ACTION ITEM
In the listing below, count the lines containing the string "flower". Reply with that number only.

DATA RECORDS
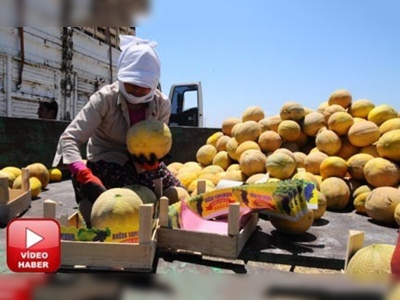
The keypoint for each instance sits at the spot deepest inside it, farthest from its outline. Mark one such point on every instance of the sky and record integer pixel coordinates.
(266, 53)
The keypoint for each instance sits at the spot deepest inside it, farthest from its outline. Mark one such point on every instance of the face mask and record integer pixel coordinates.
(133, 99)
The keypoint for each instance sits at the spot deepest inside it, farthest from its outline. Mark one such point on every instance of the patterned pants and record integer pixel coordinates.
(114, 175)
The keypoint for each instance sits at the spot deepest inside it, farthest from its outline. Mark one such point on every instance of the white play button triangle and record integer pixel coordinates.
(32, 238)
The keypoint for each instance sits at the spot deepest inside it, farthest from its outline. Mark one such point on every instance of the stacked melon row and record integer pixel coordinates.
(350, 149)
(39, 177)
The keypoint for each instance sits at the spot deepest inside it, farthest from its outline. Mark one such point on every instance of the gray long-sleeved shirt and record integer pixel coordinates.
(104, 122)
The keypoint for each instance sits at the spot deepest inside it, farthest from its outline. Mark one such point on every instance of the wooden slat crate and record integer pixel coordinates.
(132, 257)
(209, 244)
(13, 202)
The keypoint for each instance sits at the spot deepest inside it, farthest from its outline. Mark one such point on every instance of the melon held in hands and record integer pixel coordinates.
(149, 136)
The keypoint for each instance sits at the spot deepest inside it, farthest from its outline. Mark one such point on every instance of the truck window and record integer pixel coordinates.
(183, 98)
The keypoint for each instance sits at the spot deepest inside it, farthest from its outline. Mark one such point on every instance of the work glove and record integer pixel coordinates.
(86, 185)
(148, 164)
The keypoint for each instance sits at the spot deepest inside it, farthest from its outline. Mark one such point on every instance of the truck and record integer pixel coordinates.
(67, 65)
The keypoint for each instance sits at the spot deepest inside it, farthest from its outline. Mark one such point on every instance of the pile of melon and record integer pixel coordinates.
(39, 177)
(350, 149)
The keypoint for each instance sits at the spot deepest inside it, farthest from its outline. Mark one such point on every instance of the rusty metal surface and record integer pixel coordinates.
(323, 246)
(26, 141)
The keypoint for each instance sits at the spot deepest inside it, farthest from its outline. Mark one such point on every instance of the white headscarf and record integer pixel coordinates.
(138, 63)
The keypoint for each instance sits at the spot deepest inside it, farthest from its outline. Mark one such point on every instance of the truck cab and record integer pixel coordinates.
(186, 104)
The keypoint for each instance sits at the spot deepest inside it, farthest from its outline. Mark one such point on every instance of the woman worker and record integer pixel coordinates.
(105, 120)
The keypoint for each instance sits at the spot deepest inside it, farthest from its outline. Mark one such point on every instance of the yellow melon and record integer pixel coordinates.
(280, 165)
(336, 192)
(252, 162)
(253, 113)
(221, 143)
(328, 142)
(330, 110)
(205, 154)
(34, 183)
(381, 204)
(389, 125)
(247, 145)
(313, 162)
(235, 175)
(231, 147)
(39, 171)
(175, 166)
(233, 167)
(292, 111)
(373, 259)
(214, 178)
(176, 194)
(381, 172)
(333, 166)
(213, 169)
(301, 141)
(359, 203)
(247, 131)
(55, 175)
(340, 122)
(299, 158)
(340, 97)
(365, 188)
(307, 111)
(228, 124)
(271, 122)
(322, 205)
(322, 106)
(371, 150)
(382, 113)
(289, 130)
(147, 137)
(361, 108)
(286, 151)
(222, 159)
(212, 139)
(186, 178)
(145, 194)
(36, 186)
(292, 146)
(293, 227)
(356, 164)
(308, 177)
(347, 149)
(269, 141)
(192, 164)
(255, 177)
(14, 170)
(363, 134)
(388, 145)
(117, 209)
(10, 177)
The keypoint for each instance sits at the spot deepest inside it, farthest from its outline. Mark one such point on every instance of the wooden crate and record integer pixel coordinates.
(355, 242)
(209, 244)
(133, 257)
(13, 202)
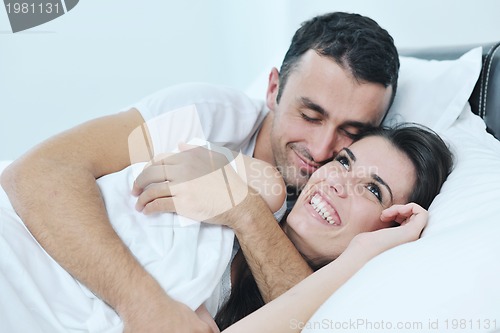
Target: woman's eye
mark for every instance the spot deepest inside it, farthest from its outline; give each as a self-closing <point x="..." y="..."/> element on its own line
<point x="344" y="161"/>
<point x="375" y="190"/>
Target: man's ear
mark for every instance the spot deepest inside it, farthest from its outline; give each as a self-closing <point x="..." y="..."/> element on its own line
<point x="272" y="88"/>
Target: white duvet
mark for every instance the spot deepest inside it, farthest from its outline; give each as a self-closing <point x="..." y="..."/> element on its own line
<point x="37" y="295"/>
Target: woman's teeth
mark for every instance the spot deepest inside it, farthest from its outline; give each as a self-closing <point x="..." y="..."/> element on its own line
<point x="320" y="206"/>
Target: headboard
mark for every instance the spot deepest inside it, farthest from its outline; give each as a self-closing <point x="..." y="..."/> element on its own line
<point x="485" y="99"/>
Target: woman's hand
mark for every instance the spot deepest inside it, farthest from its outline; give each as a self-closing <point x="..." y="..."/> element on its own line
<point x="411" y="218"/>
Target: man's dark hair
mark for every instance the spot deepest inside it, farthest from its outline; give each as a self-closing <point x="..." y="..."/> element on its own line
<point x="355" y="42"/>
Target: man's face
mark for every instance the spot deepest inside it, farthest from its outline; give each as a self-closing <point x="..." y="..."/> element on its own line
<point x="321" y="107"/>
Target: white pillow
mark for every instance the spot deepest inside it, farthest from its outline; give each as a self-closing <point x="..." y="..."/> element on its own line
<point x="432" y="92"/>
<point x="448" y="281"/>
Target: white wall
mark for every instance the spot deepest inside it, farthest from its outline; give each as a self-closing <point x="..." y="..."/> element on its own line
<point x="103" y="55"/>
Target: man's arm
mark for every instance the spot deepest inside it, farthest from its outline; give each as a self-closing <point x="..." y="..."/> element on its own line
<point x="53" y="189"/>
<point x="274" y="261"/>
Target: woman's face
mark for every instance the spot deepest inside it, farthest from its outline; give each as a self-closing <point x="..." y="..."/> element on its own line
<point x="346" y="197"/>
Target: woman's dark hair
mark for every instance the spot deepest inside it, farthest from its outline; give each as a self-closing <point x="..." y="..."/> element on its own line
<point x="429" y="154"/>
<point x="355" y="42"/>
<point x="433" y="162"/>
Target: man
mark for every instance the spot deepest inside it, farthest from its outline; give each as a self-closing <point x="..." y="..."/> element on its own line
<point x="338" y="77"/>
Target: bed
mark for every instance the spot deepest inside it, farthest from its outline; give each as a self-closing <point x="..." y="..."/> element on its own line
<point x="447" y="281"/>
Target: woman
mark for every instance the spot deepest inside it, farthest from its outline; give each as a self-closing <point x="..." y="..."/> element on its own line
<point x="345" y="197"/>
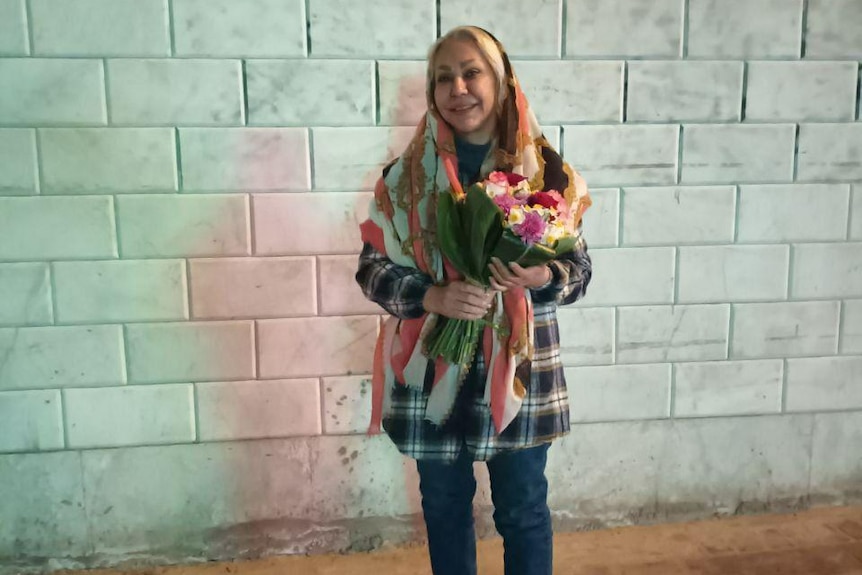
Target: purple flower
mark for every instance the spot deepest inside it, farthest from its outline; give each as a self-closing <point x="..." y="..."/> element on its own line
<point x="505" y="202"/>
<point x="531" y="229"/>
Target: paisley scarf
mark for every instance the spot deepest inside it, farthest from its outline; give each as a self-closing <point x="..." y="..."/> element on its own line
<point x="402" y="225"/>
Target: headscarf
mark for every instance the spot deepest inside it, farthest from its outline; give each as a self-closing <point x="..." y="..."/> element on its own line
<point x="402" y="225"/>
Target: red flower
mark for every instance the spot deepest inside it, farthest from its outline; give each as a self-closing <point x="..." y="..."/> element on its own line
<point x="544" y="199"/>
<point x="514" y="179"/>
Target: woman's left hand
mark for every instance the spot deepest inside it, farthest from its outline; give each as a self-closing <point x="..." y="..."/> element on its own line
<point x="504" y="278"/>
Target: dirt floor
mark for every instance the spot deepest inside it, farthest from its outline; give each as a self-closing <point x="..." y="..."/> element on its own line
<point x="823" y="541"/>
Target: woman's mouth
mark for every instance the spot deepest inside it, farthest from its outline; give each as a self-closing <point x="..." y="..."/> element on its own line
<point x="462" y="109"/>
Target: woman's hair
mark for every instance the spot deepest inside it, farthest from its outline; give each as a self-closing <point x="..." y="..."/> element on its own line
<point x="487" y="46"/>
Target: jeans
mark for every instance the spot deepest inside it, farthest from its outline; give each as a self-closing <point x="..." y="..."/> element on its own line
<point x="519" y="491"/>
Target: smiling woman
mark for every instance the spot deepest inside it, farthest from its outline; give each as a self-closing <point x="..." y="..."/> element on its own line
<point x="465" y="90"/>
<point x="508" y="401"/>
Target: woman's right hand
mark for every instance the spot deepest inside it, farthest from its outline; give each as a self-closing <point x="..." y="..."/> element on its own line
<point x="458" y="300"/>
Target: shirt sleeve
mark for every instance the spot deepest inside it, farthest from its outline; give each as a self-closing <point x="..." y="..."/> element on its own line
<point x="397" y="289"/>
<point x="570" y="275"/>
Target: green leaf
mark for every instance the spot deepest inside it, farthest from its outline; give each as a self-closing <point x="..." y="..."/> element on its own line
<point x="450" y="232"/>
<point x="486" y="227"/>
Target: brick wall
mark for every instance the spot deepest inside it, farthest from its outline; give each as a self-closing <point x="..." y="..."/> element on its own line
<point x="183" y="351"/>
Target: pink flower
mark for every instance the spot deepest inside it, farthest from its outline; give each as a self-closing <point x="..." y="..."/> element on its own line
<point x="505" y="202"/>
<point x="544" y="199"/>
<point x="531" y="229"/>
<point x="513" y="179"/>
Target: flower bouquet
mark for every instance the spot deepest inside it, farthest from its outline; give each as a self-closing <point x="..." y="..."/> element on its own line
<point x="501" y="217"/>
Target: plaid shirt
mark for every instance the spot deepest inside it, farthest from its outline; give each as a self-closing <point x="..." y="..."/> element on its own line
<point x="544" y="413"/>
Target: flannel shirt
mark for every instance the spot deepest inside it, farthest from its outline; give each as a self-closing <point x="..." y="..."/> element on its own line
<point x="544" y="414"/>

TASK RESPONSE
4